[Assigned task]: How do the records below read from their first line through the line containing "(1447, 661)"? Write those lines out exactly.

(Region pointing data)

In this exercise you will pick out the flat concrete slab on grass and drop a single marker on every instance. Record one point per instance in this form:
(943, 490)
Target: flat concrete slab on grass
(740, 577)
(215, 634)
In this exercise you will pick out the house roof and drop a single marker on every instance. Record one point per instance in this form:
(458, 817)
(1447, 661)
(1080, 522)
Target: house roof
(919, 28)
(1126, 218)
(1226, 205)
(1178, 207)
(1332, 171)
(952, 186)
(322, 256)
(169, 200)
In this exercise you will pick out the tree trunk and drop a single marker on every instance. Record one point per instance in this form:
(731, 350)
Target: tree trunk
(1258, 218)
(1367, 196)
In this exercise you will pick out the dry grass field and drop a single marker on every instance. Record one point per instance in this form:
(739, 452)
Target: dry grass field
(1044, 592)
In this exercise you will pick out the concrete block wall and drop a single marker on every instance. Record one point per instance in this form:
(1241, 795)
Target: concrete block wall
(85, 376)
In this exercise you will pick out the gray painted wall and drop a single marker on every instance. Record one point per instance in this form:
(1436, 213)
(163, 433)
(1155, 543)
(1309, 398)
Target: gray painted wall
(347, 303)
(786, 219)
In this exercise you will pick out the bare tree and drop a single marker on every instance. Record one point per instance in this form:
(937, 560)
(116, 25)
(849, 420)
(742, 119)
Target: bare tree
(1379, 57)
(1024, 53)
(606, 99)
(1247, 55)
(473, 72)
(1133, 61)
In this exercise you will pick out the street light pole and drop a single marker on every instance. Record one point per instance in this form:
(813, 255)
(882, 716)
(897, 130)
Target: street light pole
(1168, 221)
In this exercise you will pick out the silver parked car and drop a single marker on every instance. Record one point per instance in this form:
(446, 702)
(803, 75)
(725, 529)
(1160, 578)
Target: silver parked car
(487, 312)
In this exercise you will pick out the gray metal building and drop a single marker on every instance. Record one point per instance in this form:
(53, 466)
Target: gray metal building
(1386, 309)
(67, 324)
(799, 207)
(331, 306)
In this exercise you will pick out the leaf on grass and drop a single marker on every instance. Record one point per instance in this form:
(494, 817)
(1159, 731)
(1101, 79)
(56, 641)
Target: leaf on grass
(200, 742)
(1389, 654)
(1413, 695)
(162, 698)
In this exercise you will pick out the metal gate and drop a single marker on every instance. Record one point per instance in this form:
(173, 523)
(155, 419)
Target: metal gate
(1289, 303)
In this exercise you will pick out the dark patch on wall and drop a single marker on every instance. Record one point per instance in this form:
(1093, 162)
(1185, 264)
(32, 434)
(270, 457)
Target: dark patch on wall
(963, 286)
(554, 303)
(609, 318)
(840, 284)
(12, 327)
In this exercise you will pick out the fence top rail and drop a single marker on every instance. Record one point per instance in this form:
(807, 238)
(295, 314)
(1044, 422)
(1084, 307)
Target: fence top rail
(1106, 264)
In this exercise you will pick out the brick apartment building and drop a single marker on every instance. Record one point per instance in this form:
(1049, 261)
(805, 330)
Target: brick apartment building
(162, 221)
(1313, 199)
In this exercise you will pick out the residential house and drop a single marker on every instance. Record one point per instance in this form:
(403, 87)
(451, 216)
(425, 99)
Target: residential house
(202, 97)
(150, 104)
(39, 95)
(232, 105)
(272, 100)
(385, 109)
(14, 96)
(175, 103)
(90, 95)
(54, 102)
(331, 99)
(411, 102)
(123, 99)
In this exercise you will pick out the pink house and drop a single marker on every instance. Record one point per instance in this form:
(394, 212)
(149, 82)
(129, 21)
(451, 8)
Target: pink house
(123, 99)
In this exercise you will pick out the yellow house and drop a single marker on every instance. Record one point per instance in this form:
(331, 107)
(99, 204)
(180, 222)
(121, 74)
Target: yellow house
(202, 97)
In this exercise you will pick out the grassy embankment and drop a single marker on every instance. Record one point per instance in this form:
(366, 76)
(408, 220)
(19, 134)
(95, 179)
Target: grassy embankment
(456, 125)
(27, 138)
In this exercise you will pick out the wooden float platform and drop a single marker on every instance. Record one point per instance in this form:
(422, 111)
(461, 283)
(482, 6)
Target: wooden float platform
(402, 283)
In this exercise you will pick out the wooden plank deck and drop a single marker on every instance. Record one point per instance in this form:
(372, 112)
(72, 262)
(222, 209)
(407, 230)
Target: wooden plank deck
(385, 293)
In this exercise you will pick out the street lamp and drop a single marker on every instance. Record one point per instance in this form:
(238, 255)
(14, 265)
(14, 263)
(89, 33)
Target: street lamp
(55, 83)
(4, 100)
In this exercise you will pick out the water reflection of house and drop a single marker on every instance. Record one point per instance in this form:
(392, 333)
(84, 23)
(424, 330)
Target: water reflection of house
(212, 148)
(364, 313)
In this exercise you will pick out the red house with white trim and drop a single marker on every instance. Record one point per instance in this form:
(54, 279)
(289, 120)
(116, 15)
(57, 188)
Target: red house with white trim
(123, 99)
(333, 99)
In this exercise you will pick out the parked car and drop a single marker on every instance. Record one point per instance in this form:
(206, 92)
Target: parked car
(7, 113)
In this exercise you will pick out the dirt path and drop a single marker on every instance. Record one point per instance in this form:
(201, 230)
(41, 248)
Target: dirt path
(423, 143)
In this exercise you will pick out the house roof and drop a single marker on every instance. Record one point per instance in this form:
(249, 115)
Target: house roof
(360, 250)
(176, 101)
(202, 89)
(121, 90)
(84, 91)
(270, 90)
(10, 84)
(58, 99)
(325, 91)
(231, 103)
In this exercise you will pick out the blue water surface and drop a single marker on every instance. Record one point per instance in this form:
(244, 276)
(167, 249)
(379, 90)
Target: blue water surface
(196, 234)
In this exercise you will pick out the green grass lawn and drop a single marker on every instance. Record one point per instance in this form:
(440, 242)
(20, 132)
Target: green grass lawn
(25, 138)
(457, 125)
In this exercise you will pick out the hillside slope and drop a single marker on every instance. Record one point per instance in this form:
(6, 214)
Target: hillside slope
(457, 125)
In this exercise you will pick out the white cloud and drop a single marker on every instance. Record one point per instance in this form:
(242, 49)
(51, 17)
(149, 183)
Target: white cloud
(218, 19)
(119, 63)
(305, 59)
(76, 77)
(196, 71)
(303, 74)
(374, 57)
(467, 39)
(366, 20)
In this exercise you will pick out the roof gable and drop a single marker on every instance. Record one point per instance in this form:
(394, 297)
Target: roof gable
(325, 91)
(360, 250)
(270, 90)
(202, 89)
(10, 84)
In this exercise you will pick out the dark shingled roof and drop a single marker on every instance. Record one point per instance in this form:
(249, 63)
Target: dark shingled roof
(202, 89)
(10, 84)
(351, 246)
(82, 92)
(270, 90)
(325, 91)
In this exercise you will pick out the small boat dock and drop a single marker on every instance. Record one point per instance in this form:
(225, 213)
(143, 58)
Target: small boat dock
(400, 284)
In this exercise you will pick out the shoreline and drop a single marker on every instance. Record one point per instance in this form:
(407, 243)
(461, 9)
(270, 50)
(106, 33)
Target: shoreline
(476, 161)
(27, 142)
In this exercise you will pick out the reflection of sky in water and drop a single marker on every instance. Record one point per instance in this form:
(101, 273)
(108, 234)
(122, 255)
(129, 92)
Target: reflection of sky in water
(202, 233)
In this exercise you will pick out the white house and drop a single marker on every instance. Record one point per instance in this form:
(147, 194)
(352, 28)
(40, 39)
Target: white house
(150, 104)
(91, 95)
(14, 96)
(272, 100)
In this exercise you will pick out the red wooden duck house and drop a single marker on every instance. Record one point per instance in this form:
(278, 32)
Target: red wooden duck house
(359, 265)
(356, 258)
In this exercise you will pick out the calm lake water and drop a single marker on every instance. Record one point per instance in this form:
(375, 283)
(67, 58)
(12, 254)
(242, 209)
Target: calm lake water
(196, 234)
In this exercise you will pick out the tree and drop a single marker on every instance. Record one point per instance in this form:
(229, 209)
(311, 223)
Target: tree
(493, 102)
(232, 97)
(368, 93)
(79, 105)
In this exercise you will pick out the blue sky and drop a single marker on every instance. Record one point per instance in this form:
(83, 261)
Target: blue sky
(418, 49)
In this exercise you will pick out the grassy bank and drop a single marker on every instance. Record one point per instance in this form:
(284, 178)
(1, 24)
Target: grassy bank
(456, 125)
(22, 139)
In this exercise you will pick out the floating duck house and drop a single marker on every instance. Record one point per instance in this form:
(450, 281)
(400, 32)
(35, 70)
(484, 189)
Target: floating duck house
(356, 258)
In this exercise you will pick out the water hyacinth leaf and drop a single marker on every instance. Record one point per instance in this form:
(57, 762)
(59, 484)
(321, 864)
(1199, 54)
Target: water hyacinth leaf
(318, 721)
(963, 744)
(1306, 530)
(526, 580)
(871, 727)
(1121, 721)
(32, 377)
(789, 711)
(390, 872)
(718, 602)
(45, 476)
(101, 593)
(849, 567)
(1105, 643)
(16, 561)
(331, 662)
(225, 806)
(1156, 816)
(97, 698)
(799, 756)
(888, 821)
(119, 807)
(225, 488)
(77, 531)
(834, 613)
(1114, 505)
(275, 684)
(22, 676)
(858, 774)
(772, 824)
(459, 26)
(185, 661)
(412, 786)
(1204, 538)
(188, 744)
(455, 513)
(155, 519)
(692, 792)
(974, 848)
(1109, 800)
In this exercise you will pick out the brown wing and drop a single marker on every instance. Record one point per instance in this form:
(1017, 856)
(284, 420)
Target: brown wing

[Response to the task]:
In this exercise you will pick out the flat concrete slab on grass and drop a single marker on every instance. Record one point per instance in this form:
(943, 490)
Target: flat concrete slab on grass
(740, 577)
(215, 634)
In this exercise you will pick out the house roof and drop a single marker on every instance. Record one point per instance in this form:
(458, 817)
(1447, 661)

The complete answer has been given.